PROBLEM TO WORK ON: Go through the material and copy each line that includes "tube".

DATA TO EXAMINE:
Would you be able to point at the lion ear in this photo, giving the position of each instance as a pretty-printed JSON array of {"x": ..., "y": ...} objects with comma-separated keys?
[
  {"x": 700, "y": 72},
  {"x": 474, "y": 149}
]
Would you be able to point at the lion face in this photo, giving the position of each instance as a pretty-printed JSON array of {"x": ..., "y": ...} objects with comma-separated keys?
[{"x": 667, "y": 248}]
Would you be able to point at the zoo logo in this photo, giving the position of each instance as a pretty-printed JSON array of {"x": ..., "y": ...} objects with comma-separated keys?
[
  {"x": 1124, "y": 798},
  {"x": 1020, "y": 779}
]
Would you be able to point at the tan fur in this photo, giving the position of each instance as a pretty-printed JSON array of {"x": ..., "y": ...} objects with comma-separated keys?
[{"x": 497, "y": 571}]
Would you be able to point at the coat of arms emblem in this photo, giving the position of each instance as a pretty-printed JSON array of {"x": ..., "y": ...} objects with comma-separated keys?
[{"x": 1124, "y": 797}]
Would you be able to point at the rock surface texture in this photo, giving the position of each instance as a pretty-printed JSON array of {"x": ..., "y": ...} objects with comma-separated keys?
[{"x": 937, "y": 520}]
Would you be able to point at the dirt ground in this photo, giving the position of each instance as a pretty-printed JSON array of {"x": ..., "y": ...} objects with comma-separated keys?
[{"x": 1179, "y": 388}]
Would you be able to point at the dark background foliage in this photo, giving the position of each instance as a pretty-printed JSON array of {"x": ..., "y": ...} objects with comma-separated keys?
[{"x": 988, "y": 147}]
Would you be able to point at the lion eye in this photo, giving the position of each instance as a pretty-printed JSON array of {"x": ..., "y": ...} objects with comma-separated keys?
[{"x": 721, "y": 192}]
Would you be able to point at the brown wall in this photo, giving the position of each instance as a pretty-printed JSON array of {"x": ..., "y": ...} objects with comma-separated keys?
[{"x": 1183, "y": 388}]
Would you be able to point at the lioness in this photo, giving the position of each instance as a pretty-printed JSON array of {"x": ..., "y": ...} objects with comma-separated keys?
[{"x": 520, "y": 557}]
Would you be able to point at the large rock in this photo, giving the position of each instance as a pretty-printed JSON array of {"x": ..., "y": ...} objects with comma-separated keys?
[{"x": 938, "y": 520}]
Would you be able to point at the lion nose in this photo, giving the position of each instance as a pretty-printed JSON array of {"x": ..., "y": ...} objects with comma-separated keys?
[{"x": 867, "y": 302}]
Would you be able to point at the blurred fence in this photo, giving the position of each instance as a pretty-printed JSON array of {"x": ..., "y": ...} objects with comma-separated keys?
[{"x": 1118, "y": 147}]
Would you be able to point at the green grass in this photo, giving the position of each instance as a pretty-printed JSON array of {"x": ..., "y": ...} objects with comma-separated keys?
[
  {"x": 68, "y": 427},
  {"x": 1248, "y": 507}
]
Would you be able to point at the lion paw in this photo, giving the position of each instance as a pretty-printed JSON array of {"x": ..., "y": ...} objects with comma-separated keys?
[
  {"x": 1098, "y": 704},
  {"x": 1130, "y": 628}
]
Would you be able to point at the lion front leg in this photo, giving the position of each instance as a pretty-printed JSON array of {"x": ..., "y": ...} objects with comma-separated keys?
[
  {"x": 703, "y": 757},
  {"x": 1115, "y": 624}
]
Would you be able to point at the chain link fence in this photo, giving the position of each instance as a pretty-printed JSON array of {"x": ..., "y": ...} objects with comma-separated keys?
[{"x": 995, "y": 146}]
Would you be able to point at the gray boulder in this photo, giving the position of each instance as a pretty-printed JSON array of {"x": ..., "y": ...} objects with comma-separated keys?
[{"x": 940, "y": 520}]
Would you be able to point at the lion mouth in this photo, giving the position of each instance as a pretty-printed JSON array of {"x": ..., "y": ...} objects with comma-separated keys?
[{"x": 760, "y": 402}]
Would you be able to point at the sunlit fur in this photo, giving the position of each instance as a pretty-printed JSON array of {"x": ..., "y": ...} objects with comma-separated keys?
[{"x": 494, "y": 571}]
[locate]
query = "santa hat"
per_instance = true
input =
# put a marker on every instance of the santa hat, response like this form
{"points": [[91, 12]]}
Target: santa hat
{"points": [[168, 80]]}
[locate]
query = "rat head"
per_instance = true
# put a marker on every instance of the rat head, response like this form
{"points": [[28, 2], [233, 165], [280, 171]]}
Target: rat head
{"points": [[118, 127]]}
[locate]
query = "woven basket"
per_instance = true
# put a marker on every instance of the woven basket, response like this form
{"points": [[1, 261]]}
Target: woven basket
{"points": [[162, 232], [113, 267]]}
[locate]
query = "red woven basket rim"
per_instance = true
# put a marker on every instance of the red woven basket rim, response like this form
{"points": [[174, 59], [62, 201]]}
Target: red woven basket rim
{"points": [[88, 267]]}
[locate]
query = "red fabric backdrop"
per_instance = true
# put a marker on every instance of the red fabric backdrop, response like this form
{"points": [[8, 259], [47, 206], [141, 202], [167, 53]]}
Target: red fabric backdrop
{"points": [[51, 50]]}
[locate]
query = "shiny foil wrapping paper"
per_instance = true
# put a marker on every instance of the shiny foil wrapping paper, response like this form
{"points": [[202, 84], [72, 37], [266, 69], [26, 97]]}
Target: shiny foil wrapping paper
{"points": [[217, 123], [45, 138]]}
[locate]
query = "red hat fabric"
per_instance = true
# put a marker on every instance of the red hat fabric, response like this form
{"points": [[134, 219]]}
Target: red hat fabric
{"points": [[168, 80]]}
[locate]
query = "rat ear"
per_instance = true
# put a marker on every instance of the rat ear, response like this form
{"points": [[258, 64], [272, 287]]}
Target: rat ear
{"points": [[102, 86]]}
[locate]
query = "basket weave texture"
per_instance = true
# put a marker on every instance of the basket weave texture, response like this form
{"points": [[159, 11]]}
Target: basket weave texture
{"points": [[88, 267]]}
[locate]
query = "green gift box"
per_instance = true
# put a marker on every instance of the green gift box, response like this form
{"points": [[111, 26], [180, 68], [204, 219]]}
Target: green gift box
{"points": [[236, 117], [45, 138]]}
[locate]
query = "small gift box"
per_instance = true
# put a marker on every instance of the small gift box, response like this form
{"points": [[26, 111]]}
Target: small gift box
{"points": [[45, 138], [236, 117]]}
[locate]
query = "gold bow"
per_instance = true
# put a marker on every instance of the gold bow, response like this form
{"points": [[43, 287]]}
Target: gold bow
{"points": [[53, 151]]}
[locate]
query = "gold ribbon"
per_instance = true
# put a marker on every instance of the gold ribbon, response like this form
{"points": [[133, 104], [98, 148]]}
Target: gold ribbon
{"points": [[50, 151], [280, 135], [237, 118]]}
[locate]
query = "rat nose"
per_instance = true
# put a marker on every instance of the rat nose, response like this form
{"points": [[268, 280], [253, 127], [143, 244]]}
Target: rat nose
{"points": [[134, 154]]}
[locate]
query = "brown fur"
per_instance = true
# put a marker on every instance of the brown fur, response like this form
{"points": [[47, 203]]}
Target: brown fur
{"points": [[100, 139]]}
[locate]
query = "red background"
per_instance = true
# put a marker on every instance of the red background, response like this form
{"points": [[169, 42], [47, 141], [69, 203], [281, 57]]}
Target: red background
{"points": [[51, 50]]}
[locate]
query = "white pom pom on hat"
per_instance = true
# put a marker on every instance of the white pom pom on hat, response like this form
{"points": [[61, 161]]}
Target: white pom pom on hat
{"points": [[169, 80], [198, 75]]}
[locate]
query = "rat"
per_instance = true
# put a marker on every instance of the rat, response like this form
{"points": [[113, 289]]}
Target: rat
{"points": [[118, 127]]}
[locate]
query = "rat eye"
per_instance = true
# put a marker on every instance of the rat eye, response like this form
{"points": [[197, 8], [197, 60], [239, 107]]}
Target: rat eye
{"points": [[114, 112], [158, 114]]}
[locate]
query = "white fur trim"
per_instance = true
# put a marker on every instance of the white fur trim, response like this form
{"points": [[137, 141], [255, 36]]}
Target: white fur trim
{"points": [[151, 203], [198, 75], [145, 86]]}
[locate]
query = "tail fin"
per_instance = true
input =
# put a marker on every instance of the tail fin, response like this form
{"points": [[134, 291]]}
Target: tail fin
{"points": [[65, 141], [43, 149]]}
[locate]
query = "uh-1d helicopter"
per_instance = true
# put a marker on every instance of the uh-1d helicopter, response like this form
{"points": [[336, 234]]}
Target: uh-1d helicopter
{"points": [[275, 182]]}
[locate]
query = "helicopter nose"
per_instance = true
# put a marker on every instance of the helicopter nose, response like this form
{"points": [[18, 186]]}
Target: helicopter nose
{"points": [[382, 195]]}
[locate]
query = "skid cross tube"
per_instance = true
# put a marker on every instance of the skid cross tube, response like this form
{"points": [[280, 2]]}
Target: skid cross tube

YOUR RESPONSE:
query = "skid cross tube"
# put a marker on every instance of the skid cross tube, response like this form
Target: skid cross tube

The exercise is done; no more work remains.